Would you write out the lines from the one containing "In this exercise you will pick out the dense" to the end of the records below, exactly and in full, please?

Records contained in a dataset

☆ ☆ ☆

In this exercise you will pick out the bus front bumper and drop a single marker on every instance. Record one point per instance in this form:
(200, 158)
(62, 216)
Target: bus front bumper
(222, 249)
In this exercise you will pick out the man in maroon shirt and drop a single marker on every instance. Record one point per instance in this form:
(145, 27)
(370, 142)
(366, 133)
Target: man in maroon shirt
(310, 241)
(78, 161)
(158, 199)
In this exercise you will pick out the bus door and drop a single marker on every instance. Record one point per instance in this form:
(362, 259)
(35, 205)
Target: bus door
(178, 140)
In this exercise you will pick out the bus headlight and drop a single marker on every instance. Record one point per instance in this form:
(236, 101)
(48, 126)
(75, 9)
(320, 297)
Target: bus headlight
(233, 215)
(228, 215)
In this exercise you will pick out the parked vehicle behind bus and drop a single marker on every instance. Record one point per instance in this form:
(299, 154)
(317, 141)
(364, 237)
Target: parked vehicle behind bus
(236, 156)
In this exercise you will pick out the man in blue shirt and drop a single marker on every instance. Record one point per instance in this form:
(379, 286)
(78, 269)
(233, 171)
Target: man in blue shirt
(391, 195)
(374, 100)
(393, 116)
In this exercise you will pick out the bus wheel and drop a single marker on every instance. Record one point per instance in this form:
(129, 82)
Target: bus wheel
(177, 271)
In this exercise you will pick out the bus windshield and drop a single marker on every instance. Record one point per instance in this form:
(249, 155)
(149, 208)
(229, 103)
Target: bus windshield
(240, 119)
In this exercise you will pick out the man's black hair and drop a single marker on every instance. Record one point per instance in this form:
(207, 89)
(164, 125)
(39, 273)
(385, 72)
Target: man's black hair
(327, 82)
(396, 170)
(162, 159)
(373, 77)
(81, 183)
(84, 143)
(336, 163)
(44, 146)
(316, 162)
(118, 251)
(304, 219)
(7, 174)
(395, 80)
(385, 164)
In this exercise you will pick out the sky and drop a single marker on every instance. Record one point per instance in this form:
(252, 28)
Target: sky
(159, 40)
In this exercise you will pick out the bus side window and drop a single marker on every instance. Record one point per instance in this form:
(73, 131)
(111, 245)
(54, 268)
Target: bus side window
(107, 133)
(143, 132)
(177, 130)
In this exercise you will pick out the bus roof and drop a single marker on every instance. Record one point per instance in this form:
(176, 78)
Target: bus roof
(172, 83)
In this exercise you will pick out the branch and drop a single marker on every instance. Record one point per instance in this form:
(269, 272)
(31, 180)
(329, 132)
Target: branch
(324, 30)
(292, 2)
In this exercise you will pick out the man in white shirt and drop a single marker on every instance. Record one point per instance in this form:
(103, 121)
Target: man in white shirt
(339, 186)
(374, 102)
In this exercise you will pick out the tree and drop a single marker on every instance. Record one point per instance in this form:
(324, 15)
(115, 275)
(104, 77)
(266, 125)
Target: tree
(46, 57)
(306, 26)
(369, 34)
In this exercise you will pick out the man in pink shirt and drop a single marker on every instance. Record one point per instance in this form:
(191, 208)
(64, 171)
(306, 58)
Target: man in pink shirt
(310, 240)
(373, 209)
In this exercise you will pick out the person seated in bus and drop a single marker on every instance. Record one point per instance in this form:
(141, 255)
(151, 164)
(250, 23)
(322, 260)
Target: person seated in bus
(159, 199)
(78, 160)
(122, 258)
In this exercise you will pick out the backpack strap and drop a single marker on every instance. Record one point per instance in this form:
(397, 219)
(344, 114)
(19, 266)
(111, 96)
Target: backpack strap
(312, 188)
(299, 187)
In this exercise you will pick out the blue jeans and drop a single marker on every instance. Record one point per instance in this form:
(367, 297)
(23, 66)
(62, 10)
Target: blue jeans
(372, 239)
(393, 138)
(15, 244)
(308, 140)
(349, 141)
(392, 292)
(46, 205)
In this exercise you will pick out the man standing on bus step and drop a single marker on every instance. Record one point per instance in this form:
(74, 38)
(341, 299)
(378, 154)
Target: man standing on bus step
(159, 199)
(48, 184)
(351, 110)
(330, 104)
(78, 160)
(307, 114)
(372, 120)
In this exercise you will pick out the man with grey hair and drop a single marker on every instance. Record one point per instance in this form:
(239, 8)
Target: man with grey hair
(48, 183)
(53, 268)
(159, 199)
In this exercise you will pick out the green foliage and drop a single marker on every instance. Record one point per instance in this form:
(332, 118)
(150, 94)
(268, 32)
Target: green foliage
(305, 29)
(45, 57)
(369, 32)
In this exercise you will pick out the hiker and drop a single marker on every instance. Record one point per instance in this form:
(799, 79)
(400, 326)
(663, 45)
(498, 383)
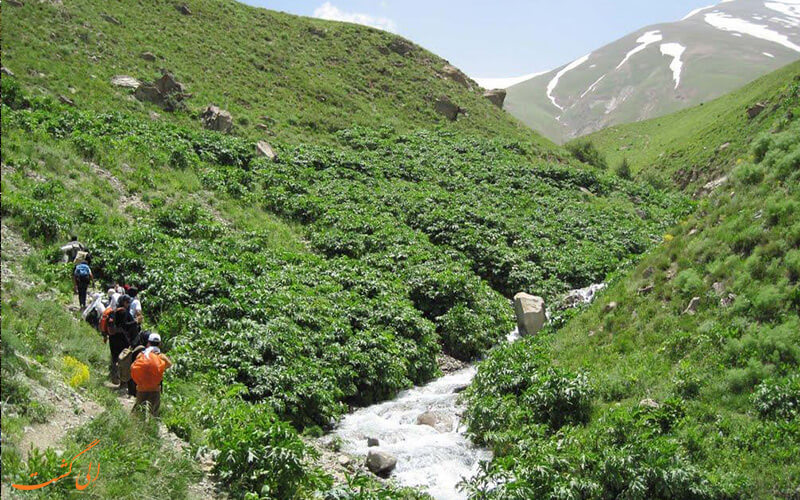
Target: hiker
(126, 359)
(136, 306)
(148, 373)
(72, 248)
(94, 312)
(113, 297)
(82, 277)
(121, 328)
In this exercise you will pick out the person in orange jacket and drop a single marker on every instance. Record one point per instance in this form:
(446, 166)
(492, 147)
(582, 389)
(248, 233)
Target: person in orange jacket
(148, 373)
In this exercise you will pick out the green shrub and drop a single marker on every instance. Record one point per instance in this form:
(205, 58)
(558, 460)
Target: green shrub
(778, 398)
(258, 453)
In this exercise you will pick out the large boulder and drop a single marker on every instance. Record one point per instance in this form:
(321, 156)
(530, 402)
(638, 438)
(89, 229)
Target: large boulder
(400, 46)
(452, 73)
(439, 421)
(165, 92)
(381, 462)
(755, 110)
(530, 313)
(496, 97)
(214, 118)
(125, 81)
(447, 108)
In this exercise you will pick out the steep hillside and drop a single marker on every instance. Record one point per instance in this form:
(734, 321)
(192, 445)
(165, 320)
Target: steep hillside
(298, 78)
(661, 68)
(683, 379)
(699, 144)
(287, 289)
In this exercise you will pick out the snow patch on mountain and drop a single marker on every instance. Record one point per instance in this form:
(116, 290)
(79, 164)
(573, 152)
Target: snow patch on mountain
(674, 50)
(592, 86)
(647, 39)
(554, 82)
(696, 11)
(728, 23)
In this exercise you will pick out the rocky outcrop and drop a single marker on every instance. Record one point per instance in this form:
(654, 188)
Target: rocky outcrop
(530, 313)
(692, 307)
(447, 108)
(400, 46)
(166, 92)
(755, 110)
(214, 118)
(381, 462)
(439, 421)
(496, 97)
(125, 81)
(452, 73)
(264, 149)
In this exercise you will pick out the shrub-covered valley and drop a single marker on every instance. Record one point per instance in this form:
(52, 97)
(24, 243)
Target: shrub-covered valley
(382, 238)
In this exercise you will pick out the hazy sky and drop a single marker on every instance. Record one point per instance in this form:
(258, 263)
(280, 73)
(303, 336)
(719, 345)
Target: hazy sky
(500, 38)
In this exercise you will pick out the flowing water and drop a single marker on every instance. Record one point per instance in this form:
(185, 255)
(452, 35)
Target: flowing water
(435, 460)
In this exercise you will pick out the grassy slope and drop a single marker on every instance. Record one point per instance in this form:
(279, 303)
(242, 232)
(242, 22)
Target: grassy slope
(304, 78)
(567, 412)
(685, 147)
(348, 293)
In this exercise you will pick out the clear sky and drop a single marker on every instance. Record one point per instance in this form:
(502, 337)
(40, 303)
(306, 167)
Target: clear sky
(500, 38)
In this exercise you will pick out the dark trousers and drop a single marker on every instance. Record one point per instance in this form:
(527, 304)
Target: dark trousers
(83, 285)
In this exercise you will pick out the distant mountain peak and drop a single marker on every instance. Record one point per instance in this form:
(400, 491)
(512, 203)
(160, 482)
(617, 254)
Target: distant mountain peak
(660, 69)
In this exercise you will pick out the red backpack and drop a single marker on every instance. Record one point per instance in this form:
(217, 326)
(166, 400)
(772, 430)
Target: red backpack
(104, 321)
(148, 371)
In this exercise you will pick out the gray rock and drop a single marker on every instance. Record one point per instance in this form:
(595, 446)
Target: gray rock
(400, 46)
(610, 307)
(381, 462)
(530, 313)
(111, 19)
(755, 110)
(692, 307)
(439, 421)
(214, 118)
(452, 73)
(444, 106)
(125, 81)
(264, 149)
(496, 97)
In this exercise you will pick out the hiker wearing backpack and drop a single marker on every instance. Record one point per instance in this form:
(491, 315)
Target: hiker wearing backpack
(82, 277)
(72, 248)
(121, 328)
(136, 306)
(148, 373)
(94, 312)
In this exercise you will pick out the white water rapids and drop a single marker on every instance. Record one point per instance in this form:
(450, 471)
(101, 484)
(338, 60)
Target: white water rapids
(432, 460)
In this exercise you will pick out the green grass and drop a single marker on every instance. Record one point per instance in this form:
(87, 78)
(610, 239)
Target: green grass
(567, 413)
(698, 144)
(304, 78)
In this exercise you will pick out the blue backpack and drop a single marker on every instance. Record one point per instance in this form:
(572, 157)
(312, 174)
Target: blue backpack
(82, 271)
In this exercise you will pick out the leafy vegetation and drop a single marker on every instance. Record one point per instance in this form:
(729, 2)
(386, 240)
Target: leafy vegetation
(685, 386)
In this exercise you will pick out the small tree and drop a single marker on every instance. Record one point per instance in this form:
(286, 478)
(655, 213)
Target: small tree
(624, 169)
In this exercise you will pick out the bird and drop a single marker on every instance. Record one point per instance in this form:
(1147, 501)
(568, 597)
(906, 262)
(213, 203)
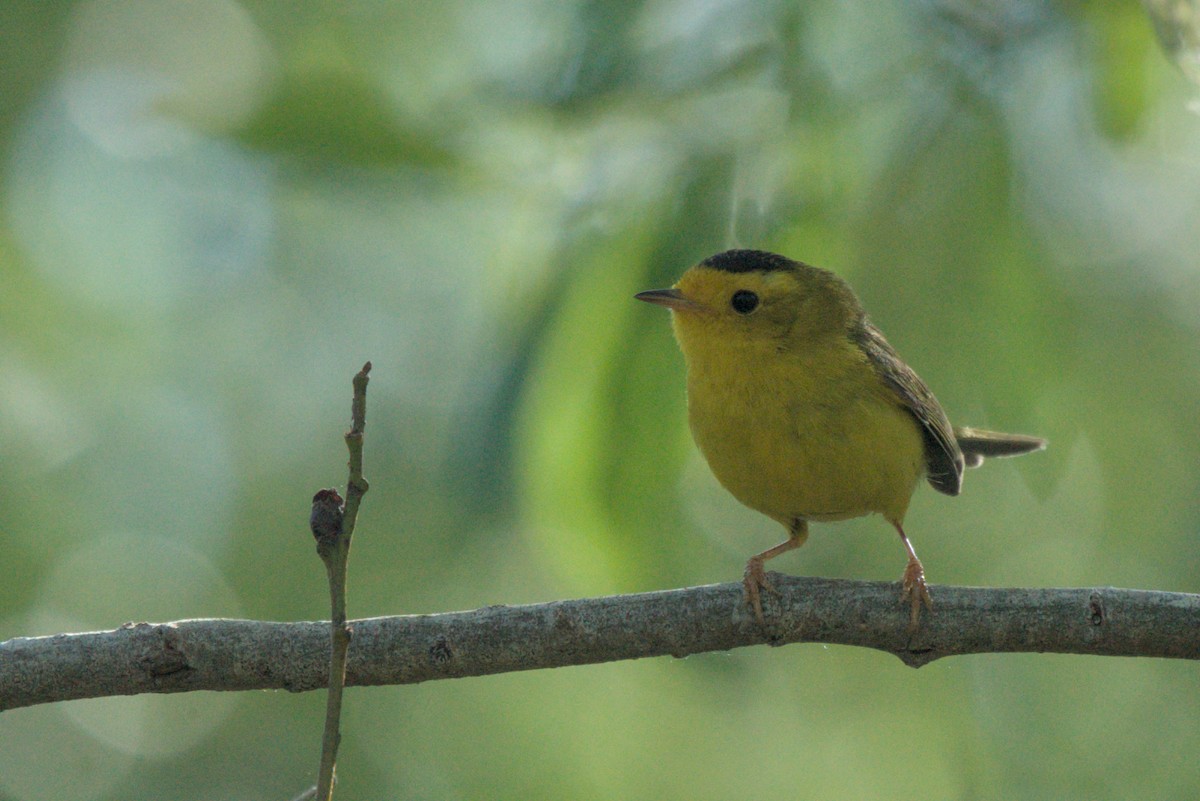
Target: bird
(805, 413)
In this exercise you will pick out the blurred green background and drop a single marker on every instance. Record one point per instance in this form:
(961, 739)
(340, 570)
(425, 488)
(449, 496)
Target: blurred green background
(211, 214)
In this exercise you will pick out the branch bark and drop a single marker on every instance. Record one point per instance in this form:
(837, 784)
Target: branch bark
(234, 655)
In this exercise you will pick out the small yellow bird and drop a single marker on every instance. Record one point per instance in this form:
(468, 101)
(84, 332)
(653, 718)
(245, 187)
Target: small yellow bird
(804, 411)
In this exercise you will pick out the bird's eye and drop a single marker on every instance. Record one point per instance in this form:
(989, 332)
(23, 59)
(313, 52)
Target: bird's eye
(744, 301)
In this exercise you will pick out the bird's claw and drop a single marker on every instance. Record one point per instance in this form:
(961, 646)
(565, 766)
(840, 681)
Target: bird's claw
(915, 591)
(754, 582)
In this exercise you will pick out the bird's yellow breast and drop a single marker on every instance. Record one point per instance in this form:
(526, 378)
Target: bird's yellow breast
(807, 433)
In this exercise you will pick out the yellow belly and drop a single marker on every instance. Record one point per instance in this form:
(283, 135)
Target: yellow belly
(801, 440)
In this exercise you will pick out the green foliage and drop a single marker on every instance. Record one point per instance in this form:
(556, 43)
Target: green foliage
(210, 218)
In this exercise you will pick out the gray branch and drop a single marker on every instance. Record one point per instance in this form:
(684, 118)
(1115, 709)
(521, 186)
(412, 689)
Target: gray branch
(235, 655)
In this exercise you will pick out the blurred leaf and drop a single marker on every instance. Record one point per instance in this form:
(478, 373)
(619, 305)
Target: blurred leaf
(341, 118)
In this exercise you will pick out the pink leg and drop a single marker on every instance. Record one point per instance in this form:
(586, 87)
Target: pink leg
(755, 578)
(913, 589)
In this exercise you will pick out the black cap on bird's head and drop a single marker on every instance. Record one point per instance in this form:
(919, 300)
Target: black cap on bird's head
(749, 262)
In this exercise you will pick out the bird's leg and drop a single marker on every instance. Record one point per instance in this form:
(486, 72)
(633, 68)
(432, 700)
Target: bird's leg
(755, 578)
(912, 586)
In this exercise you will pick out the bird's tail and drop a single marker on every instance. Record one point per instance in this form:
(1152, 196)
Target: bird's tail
(978, 444)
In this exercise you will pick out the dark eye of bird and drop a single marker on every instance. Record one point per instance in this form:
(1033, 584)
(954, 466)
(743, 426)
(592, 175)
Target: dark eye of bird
(744, 301)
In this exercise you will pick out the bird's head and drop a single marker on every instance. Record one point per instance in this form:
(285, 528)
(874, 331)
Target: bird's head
(755, 301)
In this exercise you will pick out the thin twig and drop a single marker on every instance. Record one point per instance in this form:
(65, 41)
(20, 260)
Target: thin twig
(235, 655)
(333, 524)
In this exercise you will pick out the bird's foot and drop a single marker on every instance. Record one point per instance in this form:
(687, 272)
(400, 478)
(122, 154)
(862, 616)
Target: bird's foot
(754, 582)
(913, 591)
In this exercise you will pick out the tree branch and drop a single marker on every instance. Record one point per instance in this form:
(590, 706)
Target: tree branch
(234, 655)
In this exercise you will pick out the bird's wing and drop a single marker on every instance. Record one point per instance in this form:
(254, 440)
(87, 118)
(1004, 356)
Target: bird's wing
(943, 459)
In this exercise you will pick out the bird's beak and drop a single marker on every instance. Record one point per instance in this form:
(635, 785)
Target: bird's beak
(672, 299)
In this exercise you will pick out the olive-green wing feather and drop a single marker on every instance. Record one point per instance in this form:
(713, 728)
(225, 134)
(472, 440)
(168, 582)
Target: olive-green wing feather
(943, 459)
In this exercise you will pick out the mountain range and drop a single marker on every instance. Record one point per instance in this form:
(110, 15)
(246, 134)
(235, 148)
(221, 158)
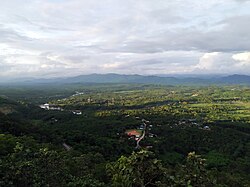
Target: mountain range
(141, 79)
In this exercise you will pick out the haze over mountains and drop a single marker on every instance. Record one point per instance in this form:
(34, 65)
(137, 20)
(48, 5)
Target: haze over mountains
(152, 79)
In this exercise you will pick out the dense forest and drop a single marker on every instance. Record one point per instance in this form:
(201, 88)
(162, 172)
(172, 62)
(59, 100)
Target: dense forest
(75, 135)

☆ ☆ ☆

WRITTEN RESPONSE -
In this exercise you will pick out the dense forest and drop a single marker on every instance. Record one point per instance in this form:
(201, 88)
(162, 172)
(172, 62)
(59, 100)
Target: dense forest
(75, 135)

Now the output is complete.